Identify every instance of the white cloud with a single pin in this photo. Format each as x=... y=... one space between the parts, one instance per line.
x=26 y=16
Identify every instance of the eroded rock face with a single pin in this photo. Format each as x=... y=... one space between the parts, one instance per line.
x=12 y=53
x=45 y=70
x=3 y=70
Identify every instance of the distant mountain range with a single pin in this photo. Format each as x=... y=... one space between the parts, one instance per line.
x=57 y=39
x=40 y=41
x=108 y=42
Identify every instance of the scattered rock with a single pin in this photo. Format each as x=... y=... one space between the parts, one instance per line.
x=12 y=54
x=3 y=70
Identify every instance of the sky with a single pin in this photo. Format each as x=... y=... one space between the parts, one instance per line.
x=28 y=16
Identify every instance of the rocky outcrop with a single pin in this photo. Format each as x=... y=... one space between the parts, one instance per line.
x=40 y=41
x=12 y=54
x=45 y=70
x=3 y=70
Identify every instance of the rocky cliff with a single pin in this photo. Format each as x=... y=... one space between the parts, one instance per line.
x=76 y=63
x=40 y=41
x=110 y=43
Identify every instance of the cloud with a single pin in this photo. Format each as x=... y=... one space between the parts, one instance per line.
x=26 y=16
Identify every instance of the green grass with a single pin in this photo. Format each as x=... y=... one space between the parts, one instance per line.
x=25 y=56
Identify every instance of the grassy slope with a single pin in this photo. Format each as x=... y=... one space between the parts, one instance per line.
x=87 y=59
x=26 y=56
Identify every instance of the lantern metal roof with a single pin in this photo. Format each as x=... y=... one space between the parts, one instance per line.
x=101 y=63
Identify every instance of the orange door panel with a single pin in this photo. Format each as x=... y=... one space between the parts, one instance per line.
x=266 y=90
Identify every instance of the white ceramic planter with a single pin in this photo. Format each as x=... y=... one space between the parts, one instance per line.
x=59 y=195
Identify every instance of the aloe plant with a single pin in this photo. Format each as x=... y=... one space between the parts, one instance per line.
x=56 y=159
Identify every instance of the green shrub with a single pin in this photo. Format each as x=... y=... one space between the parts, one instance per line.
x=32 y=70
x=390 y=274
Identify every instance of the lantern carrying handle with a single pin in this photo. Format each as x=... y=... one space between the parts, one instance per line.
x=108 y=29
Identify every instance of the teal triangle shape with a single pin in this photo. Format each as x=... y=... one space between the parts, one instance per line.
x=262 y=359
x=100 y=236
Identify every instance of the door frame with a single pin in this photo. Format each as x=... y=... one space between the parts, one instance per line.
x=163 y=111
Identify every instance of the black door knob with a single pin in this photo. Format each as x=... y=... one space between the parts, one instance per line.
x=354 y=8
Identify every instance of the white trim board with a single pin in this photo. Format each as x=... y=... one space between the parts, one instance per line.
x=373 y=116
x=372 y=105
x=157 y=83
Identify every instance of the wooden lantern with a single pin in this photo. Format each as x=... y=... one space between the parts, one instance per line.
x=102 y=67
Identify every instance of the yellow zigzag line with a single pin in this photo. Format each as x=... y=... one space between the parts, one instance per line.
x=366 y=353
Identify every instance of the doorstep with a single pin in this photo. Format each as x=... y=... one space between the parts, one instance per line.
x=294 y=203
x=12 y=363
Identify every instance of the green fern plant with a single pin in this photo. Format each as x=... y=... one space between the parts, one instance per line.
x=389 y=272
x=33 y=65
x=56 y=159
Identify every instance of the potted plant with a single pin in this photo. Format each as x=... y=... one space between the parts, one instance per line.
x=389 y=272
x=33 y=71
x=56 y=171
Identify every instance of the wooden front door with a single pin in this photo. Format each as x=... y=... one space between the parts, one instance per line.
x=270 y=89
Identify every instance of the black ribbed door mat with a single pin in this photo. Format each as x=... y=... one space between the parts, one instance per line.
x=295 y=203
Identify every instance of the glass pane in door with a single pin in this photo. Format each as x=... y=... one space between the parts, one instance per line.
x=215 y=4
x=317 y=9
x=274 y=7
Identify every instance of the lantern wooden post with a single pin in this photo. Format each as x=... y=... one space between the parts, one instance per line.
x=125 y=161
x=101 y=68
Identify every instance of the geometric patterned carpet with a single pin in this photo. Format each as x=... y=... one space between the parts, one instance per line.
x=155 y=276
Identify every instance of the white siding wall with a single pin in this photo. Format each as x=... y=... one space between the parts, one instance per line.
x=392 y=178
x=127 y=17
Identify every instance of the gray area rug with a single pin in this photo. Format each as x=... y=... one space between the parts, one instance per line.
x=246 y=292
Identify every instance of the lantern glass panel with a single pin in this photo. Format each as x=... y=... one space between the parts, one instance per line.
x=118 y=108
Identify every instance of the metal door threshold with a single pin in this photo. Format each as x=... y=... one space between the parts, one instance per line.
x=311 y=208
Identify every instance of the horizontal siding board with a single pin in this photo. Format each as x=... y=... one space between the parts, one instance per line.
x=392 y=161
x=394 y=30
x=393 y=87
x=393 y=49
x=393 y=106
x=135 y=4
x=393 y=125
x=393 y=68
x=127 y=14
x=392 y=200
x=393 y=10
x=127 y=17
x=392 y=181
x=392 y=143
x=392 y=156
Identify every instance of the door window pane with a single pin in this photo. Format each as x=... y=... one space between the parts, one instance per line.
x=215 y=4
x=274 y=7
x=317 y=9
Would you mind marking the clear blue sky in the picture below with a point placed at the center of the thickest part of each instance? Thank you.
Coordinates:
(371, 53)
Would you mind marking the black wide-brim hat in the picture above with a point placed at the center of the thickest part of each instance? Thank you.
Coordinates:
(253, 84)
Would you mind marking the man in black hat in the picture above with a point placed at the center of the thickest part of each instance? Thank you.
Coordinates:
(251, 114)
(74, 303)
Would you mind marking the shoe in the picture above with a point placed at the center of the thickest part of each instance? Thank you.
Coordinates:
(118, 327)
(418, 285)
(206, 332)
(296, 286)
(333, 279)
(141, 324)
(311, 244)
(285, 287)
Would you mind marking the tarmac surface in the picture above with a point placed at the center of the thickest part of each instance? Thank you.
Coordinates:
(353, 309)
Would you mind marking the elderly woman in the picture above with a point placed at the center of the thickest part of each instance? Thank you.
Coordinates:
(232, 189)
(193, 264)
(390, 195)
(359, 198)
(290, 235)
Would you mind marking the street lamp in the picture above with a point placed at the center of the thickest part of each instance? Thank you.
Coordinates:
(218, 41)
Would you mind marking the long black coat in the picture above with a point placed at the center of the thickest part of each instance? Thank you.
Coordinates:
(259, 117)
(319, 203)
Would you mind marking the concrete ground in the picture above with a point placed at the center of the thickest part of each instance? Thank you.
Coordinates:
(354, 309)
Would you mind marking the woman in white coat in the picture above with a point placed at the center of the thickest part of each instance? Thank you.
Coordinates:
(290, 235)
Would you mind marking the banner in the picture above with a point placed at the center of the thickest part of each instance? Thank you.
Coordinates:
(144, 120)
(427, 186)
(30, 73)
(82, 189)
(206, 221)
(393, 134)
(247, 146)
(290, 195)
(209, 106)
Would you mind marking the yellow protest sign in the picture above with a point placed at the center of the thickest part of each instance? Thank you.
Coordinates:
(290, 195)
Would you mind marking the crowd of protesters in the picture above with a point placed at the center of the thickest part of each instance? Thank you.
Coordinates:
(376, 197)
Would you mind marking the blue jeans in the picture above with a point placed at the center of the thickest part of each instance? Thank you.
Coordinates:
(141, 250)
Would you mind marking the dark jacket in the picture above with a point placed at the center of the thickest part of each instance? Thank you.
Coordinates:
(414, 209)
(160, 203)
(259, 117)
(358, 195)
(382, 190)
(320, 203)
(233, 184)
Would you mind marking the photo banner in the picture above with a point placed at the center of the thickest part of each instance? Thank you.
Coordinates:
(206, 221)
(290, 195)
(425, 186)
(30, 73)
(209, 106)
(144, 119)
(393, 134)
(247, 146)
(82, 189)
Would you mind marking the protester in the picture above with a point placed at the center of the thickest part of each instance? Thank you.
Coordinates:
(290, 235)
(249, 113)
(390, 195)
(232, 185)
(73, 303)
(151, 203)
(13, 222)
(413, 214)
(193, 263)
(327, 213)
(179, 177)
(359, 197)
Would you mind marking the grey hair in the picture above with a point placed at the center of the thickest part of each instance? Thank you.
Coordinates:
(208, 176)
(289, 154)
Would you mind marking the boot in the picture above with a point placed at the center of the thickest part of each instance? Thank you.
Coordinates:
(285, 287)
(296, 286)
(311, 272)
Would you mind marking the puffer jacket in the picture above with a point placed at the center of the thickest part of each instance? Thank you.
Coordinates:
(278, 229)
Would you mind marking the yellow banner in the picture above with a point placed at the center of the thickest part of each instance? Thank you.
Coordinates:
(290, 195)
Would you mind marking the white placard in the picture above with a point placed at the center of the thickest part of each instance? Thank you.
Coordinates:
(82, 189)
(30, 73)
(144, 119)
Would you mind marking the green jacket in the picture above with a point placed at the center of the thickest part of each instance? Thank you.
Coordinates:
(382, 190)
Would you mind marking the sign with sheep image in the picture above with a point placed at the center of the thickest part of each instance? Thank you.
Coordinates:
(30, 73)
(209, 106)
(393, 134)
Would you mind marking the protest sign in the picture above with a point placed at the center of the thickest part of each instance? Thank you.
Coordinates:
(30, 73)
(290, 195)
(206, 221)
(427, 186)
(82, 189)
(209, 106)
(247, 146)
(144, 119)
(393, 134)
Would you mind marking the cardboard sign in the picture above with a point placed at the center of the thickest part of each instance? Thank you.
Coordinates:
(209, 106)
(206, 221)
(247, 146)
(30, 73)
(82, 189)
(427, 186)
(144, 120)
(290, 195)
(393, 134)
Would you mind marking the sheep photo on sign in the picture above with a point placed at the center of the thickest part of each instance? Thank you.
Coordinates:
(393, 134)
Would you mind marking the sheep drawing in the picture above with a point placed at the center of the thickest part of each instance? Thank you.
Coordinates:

◆ To do ◆
Note how many lines in the data above have the string "woman" in them, and give that number by itself.

◆ The completed task ◆
2